======== Trecho do texto ========

Palavras-chave: carbono orgânico, ensaio de longa duração, adubação contínua
ABSTRACT
This study aimed to evaluate the effect of continuous use of the organic and mineral fertilization in maize crop and on the accumulation and availability of nitrogen in a Cambic Yellow Red Podzol. The maize yield was evaluated as a function of doses from 0 to 40 m3 ha-1 year-1 of the organic compost (beans and soybean straw with manure) combined with 0, 250 and 500 kg ha-1 year-1 of the formula 4-14-8 applied at the planting time, and the application of 0, 100 and 200 kg ha-1 year-1 of ammonium sulphate. The plots consisted of eight furrows (8 m length) 1.0 m apart from each other in a randomized experimental block design with four replications. The results showed that the continuous use of the organic fertilization increased maize productivity, whereas the chemical fertilization showed less expressive effects. Increases in both the total carbon and KMnO4- oxidized carbon were observed. The results also show that the continuous use of the organic fertilization provided an increase in total N reserve and availability of N, while the chemical fertilization had little influence on these characteristics.
Key words: organic carbon, long-term experiment, continuous fertilization
INTRODUÇÃO
Entre os fatores que contribuem para o incremento da produtividade das culturas, a disponibilidade de N é um dos mais importantes, pois se trata de um nutriente absorvido em maiores quantidades pela maioria das culturas e o que exerce efeito mais pronunciado na produção. Apesar disso, o manejo da adubação nitrogenada é difícil, por ser o N um elemento que apresenta dinâmica complexa e em virtude do fato da adubação química não apresentar efeito residual (Raij, 1991).

======== Listagem de registros ========

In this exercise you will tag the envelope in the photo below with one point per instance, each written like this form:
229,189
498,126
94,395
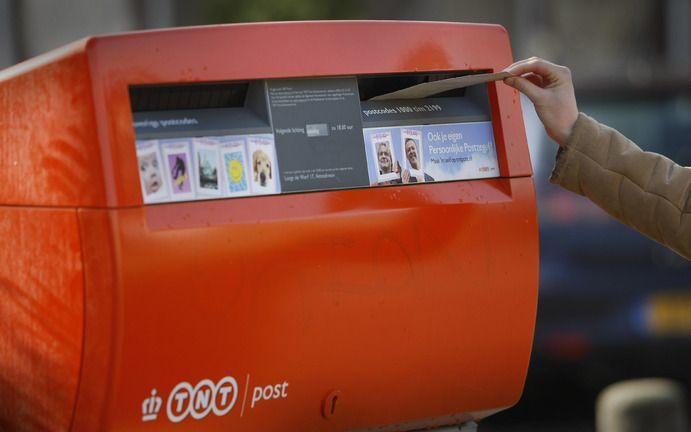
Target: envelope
423,90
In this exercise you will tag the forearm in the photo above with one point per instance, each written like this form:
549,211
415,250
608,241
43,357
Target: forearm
643,190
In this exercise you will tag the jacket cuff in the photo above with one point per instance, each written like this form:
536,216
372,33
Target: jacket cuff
585,131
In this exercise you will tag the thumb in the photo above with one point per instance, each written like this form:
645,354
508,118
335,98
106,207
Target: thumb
524,86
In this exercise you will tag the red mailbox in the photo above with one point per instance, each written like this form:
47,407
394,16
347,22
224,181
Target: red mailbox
215,228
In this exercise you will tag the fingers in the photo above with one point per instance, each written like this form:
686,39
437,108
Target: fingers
551,74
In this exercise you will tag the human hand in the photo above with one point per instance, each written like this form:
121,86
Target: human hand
550,88
406,176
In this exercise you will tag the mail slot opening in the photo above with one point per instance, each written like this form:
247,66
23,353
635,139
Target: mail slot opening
377,85
188,96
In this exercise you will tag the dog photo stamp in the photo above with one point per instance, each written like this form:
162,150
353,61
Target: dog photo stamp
153,183
262,154
207,166
413,161
234,160
177,158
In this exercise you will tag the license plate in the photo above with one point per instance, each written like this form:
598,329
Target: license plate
669,314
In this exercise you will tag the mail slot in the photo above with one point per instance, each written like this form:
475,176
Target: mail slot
219,228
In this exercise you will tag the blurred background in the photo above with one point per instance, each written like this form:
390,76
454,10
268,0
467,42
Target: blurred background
613,305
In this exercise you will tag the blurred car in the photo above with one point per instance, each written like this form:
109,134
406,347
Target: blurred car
612,304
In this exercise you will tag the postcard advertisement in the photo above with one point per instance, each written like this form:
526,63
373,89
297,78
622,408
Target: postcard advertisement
154,187
264,175
385,158
442,152
177,159
411,142
207,164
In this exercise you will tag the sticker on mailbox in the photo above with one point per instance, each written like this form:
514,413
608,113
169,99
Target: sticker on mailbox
208,167
154,187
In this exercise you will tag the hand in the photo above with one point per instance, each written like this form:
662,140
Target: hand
550,88
406,176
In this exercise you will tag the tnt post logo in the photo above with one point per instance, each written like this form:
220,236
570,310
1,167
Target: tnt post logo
194,401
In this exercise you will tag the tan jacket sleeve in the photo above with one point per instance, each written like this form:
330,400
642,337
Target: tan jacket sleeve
644,190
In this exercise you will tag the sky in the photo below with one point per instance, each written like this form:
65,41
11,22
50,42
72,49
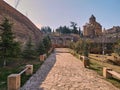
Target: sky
55,13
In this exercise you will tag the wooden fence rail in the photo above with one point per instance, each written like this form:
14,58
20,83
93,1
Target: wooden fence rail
14,80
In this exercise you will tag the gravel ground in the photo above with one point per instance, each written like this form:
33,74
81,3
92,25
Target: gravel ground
62,71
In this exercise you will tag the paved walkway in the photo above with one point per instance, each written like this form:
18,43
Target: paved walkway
62,71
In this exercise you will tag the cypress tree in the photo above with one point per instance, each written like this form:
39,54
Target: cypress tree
9,47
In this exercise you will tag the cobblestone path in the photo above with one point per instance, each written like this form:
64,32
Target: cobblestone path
62,71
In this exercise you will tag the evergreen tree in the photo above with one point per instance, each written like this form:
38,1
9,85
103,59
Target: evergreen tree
74,26
85,49
29,51
47,43
41,49
9,48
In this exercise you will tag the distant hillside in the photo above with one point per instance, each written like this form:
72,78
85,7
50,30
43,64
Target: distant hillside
22,26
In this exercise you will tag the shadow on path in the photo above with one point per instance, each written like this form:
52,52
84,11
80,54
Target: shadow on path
36,80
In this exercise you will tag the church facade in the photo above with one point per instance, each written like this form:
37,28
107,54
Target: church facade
93,28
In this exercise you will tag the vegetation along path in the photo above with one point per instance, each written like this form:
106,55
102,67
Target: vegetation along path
62,71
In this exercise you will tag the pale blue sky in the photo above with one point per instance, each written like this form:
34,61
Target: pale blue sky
54,13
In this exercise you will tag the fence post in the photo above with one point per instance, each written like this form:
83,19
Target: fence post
29,71
14,82
105,73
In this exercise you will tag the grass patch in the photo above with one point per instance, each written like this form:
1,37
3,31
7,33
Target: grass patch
98,67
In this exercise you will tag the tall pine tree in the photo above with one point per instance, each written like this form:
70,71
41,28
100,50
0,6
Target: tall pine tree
9,47
29,52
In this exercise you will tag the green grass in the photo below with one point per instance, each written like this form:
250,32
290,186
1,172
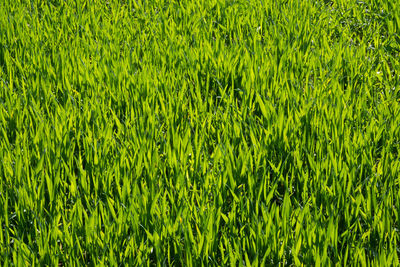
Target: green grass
188,133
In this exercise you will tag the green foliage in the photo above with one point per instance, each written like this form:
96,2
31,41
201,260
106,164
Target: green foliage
221,132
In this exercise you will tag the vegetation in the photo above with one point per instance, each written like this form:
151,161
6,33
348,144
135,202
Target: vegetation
221,132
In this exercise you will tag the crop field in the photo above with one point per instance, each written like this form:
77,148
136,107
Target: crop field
199,133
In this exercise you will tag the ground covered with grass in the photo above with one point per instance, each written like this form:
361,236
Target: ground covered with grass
221,132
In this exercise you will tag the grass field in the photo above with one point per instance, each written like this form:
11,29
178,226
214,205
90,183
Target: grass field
189,133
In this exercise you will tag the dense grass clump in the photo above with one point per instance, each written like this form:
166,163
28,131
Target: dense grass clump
221,132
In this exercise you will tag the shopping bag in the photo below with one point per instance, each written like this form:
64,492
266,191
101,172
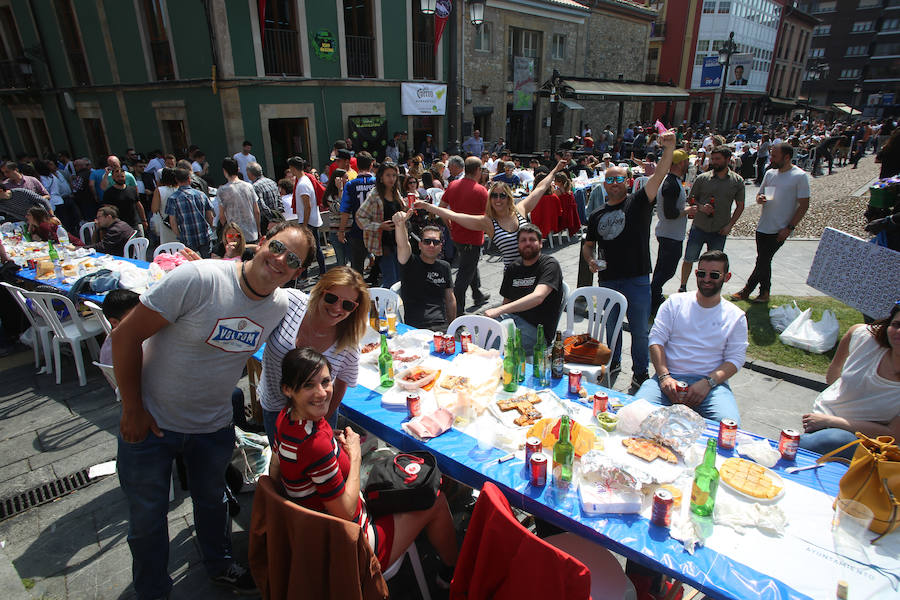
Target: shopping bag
784,315
812,336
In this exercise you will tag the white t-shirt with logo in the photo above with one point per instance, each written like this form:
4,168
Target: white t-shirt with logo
192,365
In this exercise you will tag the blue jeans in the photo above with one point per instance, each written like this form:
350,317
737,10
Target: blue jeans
824,441
145,470
341,250
697,237
719,403
637,291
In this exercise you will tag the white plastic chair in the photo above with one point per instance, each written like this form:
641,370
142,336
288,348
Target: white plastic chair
137,248
600,303
73,331
40,326
98,312
88,228
387,298
171,248
485,330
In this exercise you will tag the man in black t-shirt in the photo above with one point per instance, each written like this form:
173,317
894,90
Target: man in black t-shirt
427,285
621,231
531,289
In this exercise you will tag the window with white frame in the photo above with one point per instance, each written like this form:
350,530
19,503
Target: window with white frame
559,46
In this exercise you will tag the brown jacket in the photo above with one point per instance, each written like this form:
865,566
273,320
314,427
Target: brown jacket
299,553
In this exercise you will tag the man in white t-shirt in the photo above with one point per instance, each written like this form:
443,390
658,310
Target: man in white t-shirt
700,339
780,216
244,158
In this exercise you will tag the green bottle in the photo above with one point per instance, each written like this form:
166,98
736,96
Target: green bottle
706,482
385,364
537,358
520,355
563,456
510,364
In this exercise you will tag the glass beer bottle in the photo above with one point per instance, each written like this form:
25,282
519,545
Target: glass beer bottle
706,482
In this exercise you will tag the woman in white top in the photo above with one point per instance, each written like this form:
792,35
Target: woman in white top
331,320
864,390
167,186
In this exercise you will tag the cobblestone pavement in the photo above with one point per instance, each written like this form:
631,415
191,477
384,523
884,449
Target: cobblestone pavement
830,204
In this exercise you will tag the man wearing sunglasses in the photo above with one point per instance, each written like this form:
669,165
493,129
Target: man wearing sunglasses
178,356
620,230
426,282
701,339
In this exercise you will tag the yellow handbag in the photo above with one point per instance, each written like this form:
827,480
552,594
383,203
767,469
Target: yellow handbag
872,478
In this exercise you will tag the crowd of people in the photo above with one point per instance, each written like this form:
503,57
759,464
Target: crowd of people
409,220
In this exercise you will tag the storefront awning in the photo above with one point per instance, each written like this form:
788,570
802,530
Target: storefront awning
625,91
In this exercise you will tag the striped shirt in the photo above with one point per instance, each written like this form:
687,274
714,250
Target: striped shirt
313,467
507,242
344,365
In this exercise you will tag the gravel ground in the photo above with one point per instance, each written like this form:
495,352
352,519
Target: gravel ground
830,203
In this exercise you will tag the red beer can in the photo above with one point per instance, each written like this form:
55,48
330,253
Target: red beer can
681,388
538,469
601,402
788,444
727,434
663,506
574,381
438,343
413,404
464,340
533,446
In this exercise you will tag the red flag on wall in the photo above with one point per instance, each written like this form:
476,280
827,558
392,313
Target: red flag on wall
441,14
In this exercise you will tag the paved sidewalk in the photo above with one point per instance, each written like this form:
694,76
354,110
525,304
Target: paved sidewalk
75,547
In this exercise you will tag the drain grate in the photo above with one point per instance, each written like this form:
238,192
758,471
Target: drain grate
42,494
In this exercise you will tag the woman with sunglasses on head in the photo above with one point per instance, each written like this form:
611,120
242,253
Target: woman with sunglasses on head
330,320
864,390
502,216
320,468
374,218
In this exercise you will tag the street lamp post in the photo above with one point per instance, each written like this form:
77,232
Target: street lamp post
728,48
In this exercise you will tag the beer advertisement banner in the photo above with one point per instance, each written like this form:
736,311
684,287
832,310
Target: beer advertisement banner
523,83
423,98
370,134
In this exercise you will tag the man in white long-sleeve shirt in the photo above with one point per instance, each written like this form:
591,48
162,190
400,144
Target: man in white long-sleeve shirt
701,339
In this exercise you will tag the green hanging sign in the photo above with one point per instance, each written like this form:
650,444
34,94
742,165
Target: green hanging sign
324,45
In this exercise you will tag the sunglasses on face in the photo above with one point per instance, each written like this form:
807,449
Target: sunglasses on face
278,248
714,275
348,305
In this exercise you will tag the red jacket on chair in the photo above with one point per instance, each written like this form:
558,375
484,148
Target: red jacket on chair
502,560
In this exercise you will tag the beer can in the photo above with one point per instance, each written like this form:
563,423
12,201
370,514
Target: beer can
574,381
788,444
727,434
681,387
449,345
413,404
533,446
464,340
538,469
438,343
663,506
601,403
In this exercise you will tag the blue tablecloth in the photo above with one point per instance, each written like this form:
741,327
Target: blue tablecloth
629,535
65,288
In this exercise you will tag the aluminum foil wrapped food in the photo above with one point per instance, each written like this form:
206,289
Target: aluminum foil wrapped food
677,427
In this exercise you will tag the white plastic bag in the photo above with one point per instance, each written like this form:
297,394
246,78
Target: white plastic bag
784,315
813,336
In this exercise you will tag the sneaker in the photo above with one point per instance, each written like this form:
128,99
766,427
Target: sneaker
238,579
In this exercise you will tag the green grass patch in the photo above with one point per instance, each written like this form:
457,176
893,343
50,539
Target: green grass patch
765,344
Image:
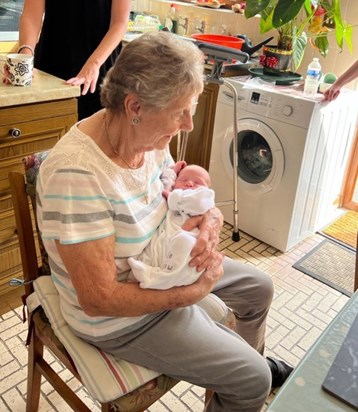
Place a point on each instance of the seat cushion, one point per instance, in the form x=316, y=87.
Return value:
x=105, y=377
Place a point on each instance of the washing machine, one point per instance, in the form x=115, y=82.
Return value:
x=292, y=154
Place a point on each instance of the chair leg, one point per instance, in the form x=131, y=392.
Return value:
x=356, y=269
x=33, y=374
x=208, y=395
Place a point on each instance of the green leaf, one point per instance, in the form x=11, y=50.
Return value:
x=254, y=7
x=285, y=11
x=321, y=42
x=299, y=46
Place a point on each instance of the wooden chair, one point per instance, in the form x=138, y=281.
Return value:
x=41, y=333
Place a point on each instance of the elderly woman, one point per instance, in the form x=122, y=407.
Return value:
x=100, y=201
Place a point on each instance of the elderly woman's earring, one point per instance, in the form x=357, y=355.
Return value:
x=135, y=121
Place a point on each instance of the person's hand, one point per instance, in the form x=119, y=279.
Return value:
x=331, y=93
x=204, y=252
x=210, y=277
x=87, y=76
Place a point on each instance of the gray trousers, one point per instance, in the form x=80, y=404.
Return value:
x=188, y=345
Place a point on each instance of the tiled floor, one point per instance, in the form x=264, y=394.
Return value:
x=301, y=310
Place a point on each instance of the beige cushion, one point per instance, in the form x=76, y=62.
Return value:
x=105, y=377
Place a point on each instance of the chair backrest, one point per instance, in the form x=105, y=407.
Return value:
x=21, y=190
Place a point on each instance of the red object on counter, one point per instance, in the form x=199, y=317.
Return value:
x=220, y=39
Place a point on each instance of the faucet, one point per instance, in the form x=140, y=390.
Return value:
x=183, y=22
x=200, y=25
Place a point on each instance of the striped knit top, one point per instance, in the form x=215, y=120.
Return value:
x=82, y=195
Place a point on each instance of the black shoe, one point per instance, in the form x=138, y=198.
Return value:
x=280, y=372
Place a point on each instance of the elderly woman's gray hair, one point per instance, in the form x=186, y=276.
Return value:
x=158, y=67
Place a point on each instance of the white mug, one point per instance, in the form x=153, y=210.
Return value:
x=18, y=69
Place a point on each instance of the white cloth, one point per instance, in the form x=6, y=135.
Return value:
x=164, y=262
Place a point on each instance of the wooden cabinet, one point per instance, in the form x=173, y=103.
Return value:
x=25, y=129
x=200, y=138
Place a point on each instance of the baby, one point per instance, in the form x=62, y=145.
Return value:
x=164, y=262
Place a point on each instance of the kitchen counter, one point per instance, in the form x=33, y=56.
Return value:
x=32, y=119
x=44, y=87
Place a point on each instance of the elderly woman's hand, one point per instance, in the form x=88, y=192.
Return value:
x=209, y=278
x=209, y=224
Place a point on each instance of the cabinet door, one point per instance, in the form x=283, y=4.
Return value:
x=24, y=130
x=200, y=138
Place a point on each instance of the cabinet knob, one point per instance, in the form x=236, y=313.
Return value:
x=15, y=132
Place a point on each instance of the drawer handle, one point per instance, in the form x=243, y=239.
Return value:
x=15, y=132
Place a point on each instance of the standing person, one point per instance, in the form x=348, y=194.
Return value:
x=100, y=201
x=164, y=262
x=333, y=91
x=75, y=40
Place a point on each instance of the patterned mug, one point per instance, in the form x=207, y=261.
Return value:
x=18, y=69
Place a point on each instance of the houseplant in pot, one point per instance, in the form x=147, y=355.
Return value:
x=298, y=23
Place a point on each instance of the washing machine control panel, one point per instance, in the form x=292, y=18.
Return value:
x=284, y=107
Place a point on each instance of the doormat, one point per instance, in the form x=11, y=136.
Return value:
x=330, y=263
x=343, y=230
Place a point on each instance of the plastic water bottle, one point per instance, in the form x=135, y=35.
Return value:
x=312, y=77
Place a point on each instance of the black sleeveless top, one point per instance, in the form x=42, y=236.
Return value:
x=71, y=31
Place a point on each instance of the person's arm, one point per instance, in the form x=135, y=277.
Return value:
x=89, y=73
x=30, y=25
x=94, y=275
x=333, y=91
x=209, y=225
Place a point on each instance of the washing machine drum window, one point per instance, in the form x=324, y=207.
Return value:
x=254, y=157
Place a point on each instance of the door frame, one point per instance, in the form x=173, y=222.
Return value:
x=351, y=180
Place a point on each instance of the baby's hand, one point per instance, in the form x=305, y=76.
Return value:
x=179, y=166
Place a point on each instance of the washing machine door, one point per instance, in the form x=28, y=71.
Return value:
x=260, y=156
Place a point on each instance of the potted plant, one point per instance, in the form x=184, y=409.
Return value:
x=298, y=23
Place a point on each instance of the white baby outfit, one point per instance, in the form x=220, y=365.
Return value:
x=164, y=262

========

[Conjunto de tarefas]:
A – Liste todas as palavras-chave em português que aparecem no texto sobre adubação do milho.
B – Responda com base no texto sobre adubação do milho:
(i) Qual fórmula de adubo foi aplicada na época do plantio?
(ii) Quantas repetições teve o delineamento em blocos ao acaso?
(iii) Qual referência a introdução cita ao tratar da falta de efeito residual da adubação química?
C – Retome o texto sobre adubação do milho logo após a última frase da introdução e continue a escrita.

[Lista de respostas]:
A – carbono orgânico; ensaio de longa duração; adubação contínua

B –
(i) A fórmula 4-14-8.
(ii) Quatro repetições.
(iii) Raij, 1991.

C –
A principal reserva de nitrogênio do solo é a matéria orgânica, com grande significado para o suprimento do nutriente para as culturas. O N orgânico é mineralizado à amônia que, nas condições de acidez predominante nos solos, é convertida a NH4+ ou, então, a NO3-, pela ação das bactérias nitrificantes. O nitrato é de alta mobilidade no solo, principalmente na camada superficial, devido à adsorção não-específica a que o íon está sujeito e à predominância de cargas negativas no complexo coloidal do solo, decorrente sobretudo da presença da matéria orgânica. Diante disso, a forma de NH4+ pode ser mais eficientemente adsorvida às cargas negativas do solo. Tanto a forma nítrica como a amoniacal são absorvíveis pelas plantas (Thicke et al., 1993).
A curto prazo, a dinâmica do N no solo é difícil de ser prevista. A quantidade de N inorgânico no solo depende, entre outros fatores, da disponibilidade de resíduos orgânicos, da relação C:N do solo, da umidade e do pH do solo. Em contrapartida, o teor total de N do solo praticamente não varia a curto prazo, ou mesmo no período de alguns anos (Raij, 1991).
O N potencialmente mineralizável do solo é uma medida da quantidade de N mineralizado sob condições ótimas de umidade e temperatura; assim, pode ser empregado para estimar o N que será disponibilizado durante o ciclo de uma cultura. Durante o período de crescimento das plantas, existe variação nas quantidades de N inorgânico (principalmente NO3-) e também na capacidade que o solo tem de fornecer N às plantas, por meio da mineralização. A contribuição relativa das formas orgânicas e minerais varia de acordo com o tipo de solo e o sistema de manejo (Stanford & Smith, 1976).
As principais formas inorgânicas são o NH4+ e o NO3-, embora o nitrito possa ser encontrado em certas condições. A maior parte do N inorgânico do solo é derivada da mineralização da matéria orgânica do solo e da aplicação de fertilizantes nitrogenados (Fernandes & Rossiello, 1995). Devido às perdas do N inorgânico por lixiviação, fixação e desnitrificação, na utilização de índices de disponibilidade de N geralmente não está incluído o N inorgânico presente no solo, e a medida do potencial de mineralização do solo pode indicar a disponibilidade de N, por ser razoavelmente constante de um ano para o outro, a não ser que o tipo de cultura ou a quantidade e qualidade do resíduo incorporado sejam alterados (Dahnke & Johnson, 1990).
Neste trabalho, objetivou-se avaliar o efeito do uso contínuo das adubações orgânica e mineral na cultura do milho e sobre a acumulação e a disponibilidade do N em um Argissolo Vermelho-Amarelo na Zona da Mata mineira.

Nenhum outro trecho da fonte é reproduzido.